■ Records for the task ■

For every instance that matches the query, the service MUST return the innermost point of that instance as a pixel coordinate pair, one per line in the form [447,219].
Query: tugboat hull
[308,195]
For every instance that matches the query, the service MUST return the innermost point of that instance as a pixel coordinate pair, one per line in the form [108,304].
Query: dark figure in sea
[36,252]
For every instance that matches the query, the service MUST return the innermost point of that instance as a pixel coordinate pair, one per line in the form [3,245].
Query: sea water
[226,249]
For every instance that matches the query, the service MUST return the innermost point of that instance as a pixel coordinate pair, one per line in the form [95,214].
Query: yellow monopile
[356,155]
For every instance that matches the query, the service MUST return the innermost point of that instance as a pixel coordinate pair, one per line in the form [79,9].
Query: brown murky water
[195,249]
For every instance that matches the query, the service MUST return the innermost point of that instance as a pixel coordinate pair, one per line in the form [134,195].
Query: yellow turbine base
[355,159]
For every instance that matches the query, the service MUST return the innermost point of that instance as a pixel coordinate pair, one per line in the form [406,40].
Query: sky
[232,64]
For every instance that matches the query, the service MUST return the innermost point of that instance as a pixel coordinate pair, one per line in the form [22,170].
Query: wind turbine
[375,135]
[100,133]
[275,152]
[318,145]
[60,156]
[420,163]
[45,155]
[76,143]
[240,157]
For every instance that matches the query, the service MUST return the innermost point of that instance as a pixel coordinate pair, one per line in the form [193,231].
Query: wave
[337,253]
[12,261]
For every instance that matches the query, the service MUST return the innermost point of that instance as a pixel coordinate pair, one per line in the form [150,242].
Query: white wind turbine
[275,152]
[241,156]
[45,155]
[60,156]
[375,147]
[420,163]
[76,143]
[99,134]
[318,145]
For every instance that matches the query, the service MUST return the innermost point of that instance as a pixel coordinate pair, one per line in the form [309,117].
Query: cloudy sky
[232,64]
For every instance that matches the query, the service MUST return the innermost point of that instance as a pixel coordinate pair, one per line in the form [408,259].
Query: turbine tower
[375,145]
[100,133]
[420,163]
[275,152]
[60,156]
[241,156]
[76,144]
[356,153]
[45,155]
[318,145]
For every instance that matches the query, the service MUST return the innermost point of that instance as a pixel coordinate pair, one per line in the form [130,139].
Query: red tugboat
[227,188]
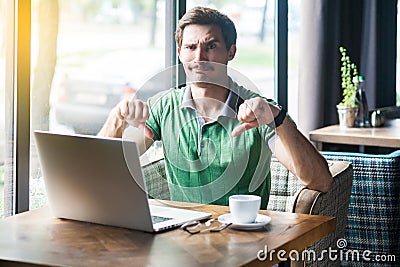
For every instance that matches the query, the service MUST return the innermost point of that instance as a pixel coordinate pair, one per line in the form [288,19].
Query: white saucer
[260,221]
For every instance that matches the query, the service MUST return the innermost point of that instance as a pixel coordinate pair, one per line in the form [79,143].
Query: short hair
[207,16]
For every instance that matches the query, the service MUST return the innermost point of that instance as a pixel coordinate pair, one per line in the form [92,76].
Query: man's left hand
[254,112]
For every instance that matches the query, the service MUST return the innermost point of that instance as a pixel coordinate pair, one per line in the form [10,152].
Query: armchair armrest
[333,203]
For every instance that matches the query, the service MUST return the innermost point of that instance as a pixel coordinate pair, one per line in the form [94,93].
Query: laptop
[100,180]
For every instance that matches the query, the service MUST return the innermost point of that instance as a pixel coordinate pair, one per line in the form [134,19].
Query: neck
[217,92]
[209,100]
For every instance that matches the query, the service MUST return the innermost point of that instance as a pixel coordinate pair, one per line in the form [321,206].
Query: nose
[200,54]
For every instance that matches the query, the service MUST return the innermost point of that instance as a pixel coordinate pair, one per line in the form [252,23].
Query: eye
[212,45]
[190,46]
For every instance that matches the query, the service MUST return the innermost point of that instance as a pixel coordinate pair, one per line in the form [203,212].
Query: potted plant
[347,108]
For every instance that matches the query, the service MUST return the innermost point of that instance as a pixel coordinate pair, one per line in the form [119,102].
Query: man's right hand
[135,112]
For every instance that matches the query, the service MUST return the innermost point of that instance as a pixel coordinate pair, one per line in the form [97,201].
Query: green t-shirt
[204,163]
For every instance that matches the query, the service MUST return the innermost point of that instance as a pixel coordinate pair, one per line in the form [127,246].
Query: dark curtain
[368,31]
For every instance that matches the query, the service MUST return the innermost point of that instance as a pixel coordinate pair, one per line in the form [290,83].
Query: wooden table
[387,136]
[36,238]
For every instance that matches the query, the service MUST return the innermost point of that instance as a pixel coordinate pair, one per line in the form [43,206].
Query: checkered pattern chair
[287,194]
[373,221]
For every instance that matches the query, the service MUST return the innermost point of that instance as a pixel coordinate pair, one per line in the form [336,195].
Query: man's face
[202,46]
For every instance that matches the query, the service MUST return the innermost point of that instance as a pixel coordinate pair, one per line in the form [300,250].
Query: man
[218,137]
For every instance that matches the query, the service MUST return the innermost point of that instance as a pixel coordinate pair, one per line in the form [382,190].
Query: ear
[232,52]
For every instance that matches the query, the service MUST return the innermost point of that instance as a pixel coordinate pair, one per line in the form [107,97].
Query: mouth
[200,67]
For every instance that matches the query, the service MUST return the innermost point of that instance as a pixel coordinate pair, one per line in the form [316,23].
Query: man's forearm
[301,157]
[113,127]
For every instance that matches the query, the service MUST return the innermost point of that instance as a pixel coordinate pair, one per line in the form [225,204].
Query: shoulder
[167,97]
[243,92]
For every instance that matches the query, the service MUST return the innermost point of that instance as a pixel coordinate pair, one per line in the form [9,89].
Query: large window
[87,55]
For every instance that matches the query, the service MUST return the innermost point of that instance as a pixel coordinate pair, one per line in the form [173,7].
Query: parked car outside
[83,99]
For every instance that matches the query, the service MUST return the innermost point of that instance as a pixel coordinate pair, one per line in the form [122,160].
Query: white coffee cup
[244,208]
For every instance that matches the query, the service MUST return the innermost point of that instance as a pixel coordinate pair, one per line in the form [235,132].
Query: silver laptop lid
[99,180]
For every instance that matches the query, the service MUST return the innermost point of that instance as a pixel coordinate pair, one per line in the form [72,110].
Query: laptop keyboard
[157,219]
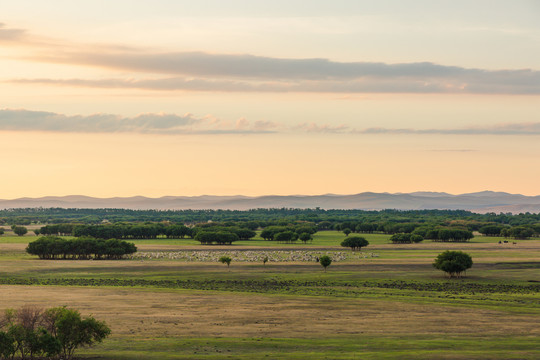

■ The problem ■
Find the line that contains "the form [9,89].", then write out that line and every line after it through the end of the records, exactly. Leave the pictures out.

■ Answer ■
For every instance that matches the query, the service MUST return the innermost point of that instance as a pixel coordinate pair, one per line in the form [9,89].
Query: large window
[87,55]
For every instance that matches the query, the service MUST return the innermost point of that instance as a pixel coordinate pair, one per line in the form [173,7].
Query: parked car outside
[83,99]
For every instance that matches the query, the service MUST return the innermost point of that instance as a pixel coordinate pair, one per line in the form [122,160].
Query: white coffee cup
[244,208]
For every instance that matches the query, the service MUST return the innermost point of that instance as a pixel coordinate pair, one per line in the form [235,132].
Query: silver laptop lid
[99,180]
For every instance that matches the query, the service MUST return the innermost point of that instance as a pixel coordinate pair, one per line in the form [72,110].
Query: laptop keyboard
[157,219]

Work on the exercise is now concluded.